━━━ Data section

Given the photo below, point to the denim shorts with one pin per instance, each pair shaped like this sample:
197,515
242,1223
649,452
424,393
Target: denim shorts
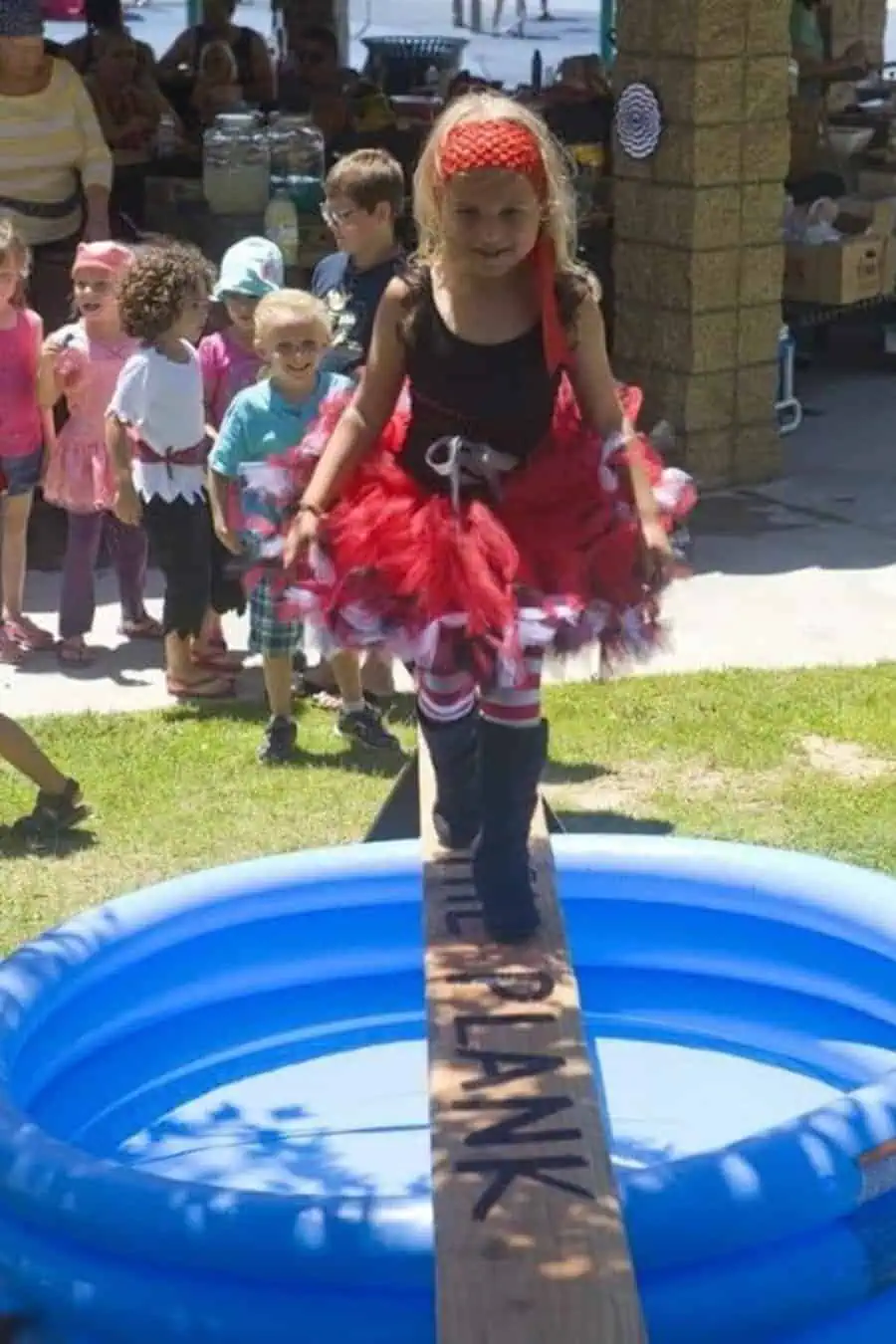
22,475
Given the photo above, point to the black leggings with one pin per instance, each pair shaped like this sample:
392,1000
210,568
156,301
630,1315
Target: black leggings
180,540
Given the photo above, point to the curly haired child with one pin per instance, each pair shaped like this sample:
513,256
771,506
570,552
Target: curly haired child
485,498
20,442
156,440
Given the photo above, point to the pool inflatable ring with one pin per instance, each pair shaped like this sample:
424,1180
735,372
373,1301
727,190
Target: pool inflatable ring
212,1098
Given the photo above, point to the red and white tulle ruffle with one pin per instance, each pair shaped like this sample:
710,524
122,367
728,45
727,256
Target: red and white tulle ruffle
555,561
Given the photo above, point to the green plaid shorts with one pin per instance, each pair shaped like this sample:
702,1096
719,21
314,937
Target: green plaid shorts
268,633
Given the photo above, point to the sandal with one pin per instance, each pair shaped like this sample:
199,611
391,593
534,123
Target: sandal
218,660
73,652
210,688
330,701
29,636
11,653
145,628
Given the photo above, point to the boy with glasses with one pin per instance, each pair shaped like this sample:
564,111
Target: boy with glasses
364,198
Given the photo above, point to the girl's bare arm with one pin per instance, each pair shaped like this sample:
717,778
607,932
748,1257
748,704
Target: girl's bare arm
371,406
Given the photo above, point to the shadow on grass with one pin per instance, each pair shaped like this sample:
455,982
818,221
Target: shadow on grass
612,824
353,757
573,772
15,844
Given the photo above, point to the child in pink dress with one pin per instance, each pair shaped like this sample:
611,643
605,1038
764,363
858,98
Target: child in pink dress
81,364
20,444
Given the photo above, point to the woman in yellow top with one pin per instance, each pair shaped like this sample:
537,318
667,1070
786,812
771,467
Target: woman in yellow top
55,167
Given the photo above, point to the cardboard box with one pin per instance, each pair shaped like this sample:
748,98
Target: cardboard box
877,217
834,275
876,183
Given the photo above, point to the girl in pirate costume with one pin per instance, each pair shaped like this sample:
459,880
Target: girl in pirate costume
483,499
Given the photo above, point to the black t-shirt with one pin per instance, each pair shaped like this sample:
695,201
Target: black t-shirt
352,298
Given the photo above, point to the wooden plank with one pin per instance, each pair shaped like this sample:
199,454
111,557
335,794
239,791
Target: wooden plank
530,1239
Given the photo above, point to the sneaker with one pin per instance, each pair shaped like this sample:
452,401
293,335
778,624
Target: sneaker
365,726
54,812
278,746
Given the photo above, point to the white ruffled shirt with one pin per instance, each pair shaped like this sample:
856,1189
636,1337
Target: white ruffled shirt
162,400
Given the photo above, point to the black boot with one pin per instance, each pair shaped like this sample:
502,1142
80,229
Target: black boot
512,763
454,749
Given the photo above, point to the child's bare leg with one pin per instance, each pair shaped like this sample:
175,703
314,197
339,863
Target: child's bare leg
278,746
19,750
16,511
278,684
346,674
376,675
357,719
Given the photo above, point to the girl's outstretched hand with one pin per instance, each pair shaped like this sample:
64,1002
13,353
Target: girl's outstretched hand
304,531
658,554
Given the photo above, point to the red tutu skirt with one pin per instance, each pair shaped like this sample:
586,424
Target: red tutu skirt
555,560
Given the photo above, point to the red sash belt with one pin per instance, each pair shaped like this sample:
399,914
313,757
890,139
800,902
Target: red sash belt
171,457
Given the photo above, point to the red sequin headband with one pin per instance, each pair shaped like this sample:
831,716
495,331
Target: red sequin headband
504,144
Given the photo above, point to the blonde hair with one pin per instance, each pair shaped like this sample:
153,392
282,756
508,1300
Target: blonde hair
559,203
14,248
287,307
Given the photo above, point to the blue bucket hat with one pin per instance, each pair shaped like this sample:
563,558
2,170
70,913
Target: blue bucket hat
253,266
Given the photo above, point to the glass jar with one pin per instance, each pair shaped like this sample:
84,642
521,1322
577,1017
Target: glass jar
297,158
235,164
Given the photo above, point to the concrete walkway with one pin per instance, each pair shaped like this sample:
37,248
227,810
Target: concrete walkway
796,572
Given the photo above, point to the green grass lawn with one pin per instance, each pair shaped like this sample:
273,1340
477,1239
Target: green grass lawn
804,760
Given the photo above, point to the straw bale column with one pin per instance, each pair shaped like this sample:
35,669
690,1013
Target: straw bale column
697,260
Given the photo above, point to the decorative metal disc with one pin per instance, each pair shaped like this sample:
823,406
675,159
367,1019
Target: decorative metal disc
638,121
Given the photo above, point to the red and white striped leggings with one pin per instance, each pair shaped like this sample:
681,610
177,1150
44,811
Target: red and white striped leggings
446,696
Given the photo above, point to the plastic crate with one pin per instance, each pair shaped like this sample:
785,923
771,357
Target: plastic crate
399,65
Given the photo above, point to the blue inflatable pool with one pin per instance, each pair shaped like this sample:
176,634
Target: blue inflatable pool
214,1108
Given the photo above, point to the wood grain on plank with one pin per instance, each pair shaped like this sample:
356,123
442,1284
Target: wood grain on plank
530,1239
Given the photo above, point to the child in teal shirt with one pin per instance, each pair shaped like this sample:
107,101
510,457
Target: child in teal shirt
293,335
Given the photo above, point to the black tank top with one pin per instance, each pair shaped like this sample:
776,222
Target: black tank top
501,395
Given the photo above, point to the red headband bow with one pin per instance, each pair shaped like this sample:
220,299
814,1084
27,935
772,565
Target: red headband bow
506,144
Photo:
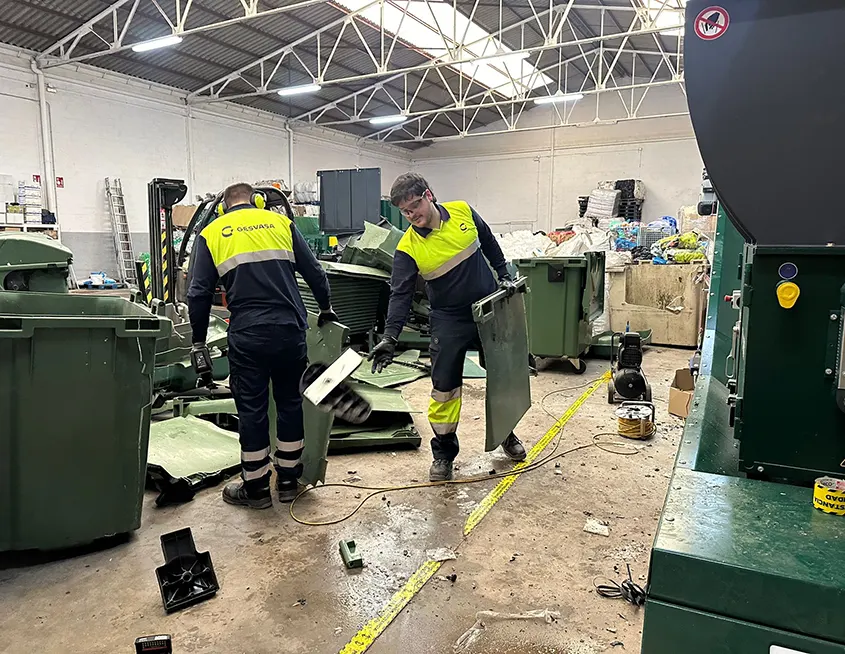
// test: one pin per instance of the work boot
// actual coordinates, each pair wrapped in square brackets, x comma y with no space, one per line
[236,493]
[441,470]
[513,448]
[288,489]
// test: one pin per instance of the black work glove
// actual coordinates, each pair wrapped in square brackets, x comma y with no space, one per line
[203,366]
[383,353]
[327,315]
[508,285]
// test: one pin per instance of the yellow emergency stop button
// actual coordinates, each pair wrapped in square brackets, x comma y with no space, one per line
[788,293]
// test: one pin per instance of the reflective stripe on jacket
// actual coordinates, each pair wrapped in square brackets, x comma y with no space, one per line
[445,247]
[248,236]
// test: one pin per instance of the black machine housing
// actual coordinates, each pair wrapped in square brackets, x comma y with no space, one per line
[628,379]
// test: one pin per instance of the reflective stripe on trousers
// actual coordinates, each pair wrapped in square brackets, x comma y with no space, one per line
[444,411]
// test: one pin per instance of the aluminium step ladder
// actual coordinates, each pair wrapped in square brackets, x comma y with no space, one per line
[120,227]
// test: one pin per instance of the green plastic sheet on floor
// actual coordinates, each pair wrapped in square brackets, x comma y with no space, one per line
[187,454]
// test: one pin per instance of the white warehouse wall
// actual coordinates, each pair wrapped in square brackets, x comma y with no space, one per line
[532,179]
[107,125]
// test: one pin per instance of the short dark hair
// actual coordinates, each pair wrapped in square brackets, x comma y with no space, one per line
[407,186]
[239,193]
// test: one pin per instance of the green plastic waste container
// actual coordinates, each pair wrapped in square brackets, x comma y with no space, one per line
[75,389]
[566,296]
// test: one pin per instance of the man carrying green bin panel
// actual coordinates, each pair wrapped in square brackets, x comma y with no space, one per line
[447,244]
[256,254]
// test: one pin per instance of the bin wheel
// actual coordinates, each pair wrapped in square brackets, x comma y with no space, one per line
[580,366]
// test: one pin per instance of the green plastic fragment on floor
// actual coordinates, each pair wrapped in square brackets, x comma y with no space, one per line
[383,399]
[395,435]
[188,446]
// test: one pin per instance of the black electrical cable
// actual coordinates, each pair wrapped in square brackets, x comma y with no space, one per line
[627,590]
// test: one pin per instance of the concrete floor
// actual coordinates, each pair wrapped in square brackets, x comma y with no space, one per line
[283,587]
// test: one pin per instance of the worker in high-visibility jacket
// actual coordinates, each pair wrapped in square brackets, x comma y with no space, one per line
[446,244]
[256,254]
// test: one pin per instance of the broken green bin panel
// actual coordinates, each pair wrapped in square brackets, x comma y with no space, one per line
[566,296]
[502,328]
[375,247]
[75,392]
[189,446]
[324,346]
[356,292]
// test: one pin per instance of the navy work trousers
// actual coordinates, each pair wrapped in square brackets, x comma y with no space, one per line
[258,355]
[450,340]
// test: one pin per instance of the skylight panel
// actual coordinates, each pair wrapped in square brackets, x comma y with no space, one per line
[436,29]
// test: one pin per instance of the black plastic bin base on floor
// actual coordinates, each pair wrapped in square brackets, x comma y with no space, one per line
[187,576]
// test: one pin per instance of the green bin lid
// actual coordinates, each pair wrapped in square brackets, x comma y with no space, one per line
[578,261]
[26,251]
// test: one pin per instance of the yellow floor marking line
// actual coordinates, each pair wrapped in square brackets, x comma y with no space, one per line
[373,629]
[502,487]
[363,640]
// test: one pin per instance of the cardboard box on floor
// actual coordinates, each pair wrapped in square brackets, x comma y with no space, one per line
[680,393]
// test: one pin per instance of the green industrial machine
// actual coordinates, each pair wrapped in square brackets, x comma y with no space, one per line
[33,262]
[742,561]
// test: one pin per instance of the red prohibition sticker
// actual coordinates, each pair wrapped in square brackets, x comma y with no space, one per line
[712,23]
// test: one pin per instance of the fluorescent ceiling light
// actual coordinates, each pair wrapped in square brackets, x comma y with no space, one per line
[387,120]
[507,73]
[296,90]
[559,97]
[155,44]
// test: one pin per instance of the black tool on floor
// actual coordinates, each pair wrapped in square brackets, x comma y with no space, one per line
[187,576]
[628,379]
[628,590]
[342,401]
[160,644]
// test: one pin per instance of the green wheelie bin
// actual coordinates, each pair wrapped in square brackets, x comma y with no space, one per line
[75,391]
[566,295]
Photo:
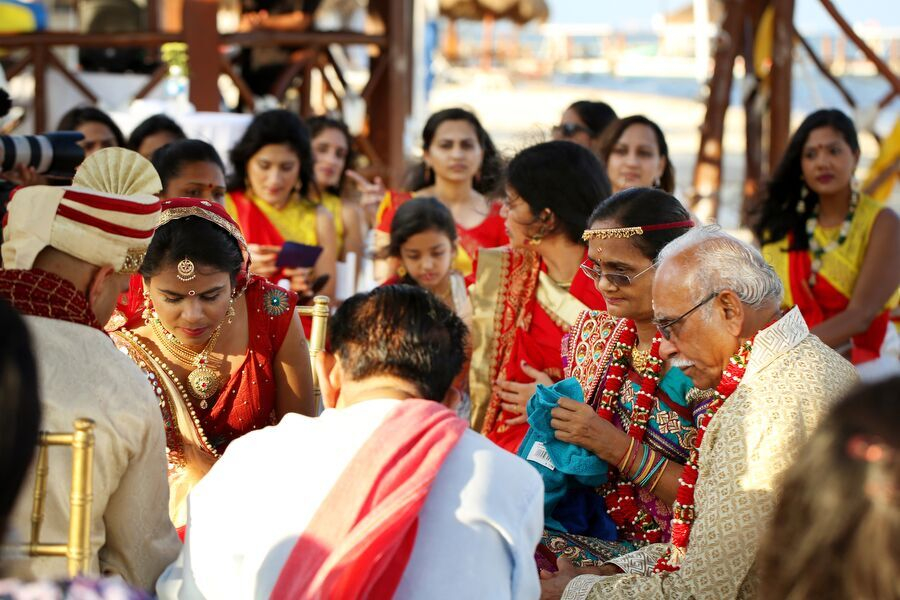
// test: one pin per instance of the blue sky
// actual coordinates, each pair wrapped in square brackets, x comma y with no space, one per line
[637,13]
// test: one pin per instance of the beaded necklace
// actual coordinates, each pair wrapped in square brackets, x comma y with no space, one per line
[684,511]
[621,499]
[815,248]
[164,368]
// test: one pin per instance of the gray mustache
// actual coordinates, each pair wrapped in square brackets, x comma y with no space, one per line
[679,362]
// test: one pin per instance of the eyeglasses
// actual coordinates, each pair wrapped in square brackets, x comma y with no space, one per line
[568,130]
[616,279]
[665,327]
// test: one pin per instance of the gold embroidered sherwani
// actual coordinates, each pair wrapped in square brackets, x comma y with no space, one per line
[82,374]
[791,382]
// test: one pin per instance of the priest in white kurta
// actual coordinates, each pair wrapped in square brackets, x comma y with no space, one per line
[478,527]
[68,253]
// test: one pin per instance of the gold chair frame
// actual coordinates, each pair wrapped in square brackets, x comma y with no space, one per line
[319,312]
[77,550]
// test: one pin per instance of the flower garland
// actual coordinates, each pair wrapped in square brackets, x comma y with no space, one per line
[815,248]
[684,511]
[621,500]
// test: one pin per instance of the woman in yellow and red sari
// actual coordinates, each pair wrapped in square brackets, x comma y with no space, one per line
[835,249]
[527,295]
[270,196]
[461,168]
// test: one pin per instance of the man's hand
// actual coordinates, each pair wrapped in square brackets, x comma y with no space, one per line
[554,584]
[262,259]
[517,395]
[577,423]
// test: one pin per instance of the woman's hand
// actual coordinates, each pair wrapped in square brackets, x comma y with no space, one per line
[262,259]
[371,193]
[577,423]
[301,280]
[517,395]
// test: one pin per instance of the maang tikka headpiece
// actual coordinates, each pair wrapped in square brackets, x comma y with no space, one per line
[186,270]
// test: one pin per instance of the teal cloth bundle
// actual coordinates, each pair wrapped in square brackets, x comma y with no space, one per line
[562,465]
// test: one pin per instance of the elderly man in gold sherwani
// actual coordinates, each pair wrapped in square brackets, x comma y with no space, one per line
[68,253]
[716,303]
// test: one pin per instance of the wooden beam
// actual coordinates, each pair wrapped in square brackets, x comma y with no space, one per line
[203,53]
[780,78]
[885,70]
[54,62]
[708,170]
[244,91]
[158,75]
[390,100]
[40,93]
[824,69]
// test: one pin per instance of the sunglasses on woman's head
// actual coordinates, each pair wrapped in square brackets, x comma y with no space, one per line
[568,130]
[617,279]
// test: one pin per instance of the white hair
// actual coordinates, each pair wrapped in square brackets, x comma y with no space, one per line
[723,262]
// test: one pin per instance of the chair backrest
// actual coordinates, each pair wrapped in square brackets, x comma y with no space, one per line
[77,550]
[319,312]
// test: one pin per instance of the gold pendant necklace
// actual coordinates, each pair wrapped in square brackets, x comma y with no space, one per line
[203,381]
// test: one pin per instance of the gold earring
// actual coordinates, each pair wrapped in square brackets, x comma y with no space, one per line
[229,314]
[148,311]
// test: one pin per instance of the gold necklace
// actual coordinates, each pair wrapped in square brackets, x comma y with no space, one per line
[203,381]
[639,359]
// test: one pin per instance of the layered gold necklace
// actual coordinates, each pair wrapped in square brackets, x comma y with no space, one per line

━━━━━━

Work instruction
Please return exactly the lines that run from the line with "the gold necklace" through the end of the records above, both included, and nothing more.

Worked solution
// test: one pin per instance of the gold necklace
// actual coordinates, each pair wrapped in square brackets, x comma y with no space, one per line
[203,381]
[639,359]
// test: one pin per instance of the layered gold necklace
// actual coordinates, each pair wrapped in square brackets, x comma y with no space, one per line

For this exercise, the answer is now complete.